RECORDS TO PROCESS
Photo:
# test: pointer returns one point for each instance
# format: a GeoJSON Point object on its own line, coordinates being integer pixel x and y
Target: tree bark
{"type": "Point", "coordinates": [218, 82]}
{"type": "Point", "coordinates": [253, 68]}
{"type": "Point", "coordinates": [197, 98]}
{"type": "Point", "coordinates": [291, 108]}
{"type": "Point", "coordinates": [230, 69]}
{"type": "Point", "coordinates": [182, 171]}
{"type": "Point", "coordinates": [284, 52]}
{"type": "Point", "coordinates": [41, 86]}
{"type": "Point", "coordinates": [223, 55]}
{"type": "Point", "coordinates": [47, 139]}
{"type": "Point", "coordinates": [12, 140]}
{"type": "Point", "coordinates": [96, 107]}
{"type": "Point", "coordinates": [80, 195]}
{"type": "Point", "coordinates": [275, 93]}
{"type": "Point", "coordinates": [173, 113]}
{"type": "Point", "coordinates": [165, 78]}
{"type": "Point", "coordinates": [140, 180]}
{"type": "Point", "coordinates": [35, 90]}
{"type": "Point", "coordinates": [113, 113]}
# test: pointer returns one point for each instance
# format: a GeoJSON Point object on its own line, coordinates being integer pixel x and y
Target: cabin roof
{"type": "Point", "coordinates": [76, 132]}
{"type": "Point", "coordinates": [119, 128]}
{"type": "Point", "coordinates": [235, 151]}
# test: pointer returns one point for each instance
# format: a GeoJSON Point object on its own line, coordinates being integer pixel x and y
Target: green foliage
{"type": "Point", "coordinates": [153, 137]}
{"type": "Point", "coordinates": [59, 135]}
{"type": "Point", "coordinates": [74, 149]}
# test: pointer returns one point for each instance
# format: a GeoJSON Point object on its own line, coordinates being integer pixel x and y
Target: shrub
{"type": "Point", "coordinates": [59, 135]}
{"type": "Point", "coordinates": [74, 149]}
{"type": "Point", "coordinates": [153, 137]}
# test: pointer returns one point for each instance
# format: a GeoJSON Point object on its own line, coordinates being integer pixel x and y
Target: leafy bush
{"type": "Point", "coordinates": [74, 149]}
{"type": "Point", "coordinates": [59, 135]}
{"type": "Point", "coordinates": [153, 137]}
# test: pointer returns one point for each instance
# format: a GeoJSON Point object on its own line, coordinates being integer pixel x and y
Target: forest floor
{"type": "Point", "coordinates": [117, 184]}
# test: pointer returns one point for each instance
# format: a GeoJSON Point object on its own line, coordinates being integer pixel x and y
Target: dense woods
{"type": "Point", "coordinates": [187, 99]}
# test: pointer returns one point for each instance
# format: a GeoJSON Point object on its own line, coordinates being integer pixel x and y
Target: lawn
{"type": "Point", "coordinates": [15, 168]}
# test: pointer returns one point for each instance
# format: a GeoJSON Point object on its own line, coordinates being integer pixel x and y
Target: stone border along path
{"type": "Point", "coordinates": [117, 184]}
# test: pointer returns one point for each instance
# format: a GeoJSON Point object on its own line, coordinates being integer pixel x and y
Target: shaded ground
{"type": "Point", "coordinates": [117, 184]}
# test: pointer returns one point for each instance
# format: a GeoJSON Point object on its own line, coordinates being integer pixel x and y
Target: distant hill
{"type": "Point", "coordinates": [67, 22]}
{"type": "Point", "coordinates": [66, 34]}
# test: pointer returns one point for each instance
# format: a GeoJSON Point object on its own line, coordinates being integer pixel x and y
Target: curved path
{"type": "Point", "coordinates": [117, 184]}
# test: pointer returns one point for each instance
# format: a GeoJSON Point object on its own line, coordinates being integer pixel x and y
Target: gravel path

THE TASK
Extract the data exactly as given.

FINISHED EXERCISE
Photo:
# test: pointer returns one point for each instance
# format: a GeoJSON Point object on its own line, coordinates being integer pixel x and y
Target: tree bark
{"type": "Point", "coordinates": [218, 82]}
{"type": "Point", "coordinates": [253, 68]}
{"type": "Point", "coordinates": [197, 98]}
{"type": "Point", "coordinates": [291, 108]}
{"type": "Point", "coordinates": [230, 69]}
{"type": "Point", "coordinates": [182, 171]}
{"type": "Point", "coordinates": [284, 52]}
{"type": "Point", "coordinates": [41, 86]}
{"type": "Point", "coordinates": [223, 55]}
{"type": "Point", "coordinates": [47, 139]}
{"type": "Point", "coordinates": [12, 140]}
{"type": "Point", "coordinates": [96, 107]}
{"type": "Point", "coordinates": [80, 195]}
{"type": "Point", "coordinates": [275, 93]}
{"type": "Point", "coordinates": [173, 113]}
{"type": "Point", "coordinates": [165, 78]}
{"type": "Point", "coordinates": [140, 180]}
{"type": "Point", "coordinates": [35, 90]}
{"type": "Point", "coordinates": [113, 113]}
# test: pointer returns one point for each instance
# format: a GeoJSON Point object on its own line, coordinates being integer pixel x and y
Target: cabin roof
{"type": "Point", "coordinates": [76, 132]}
{"type": "Point", "coordinates": [119, 128]}
{"type": "Point", "coordinates": [235, 151]}
# test: pointer returns one point for each instance
# format: a GeoJSON Point object on its own line, coordinates being integer pixel x and y
Target: green foliage
{"type": "Point", "coordinates": [153, 137]}
{"type": "Point", "coordinates": [59, 135]}
{"type": "Point", "coordinates": [74, 149]}
# test: pointer returns one point for each instance
# format: a GeoJSON Point object on its own line, coordinates being integer pixel x and y
Target: shrub
{"type": "Point", "coordinates": [59, 135]}
{"type": "Point", "coordinates": [74, 149]}
{"type": "Point", "coordinates": [153, 137]}
# test: pointer returns one point for each instance
# format: a GeoJSON Point object on its own line, coordinates being integer pixel x and y
Target: leafy bush
{"type": "Point", "coordinates": [74, 149]}
{"type": "Point", "coordinates": [59, 135]}
{"type": "Point", "coordinates": [153, 137]}
# test: pointer returns one point for each instance
# format: a GeoJSON Point object on its own line, coordinates being integer pixel x and y
Target: forest floor
{"type": "Point", "coordinates": [117, 184]}
# test: pointer returns one point for each instance
# format: a GeoJSON Point object on its own line, coordinates being integer pixel x and y
Target: dense woods
{"type": "Point", "coordinates": [187, 99]}
# test: pointer returns one point for each instance
# format: a GeoJSON Point object on its own line, coordinates being integer pixel x and y
Target: lawn
{"type": "Point", "coordinates": [15, 168]}
# test: pointer returns one point for each instance
# format: a GeoJSON Point object on its own line, coordinates being integer pixel x and y
Target: stone border along path
{"type": "Point", "coordinates": [117, 184]}
# test: pointer returns one point for each instance
# format: a GeoJSON Point object on its own line, coordinates being integer pixel x and y
Target: shaded ground
{"type": "Point", "coordinates": [117, 184]}
# test: pointer returns one point for each instance
# format: a GeoJSON Point object on its own line, coordinates being integer pixel x and y
Target: distant hill
{"type": "Point", "coordinates": [67, 22]}
{"type": "Point", "coordinates": [66, 34]}
# test: pointer returns one point for each instance
# format: a GeoJSON Point object on its own line, coordinates being integer pixel x and y
Target: curved path
{"type": "Point", "coordinates": [117, 184]}
# test: pointer returns one point for each instance
# format: a GeoJSON Point object on its own line, coordinates being integer pixel x and y
Target: gravel path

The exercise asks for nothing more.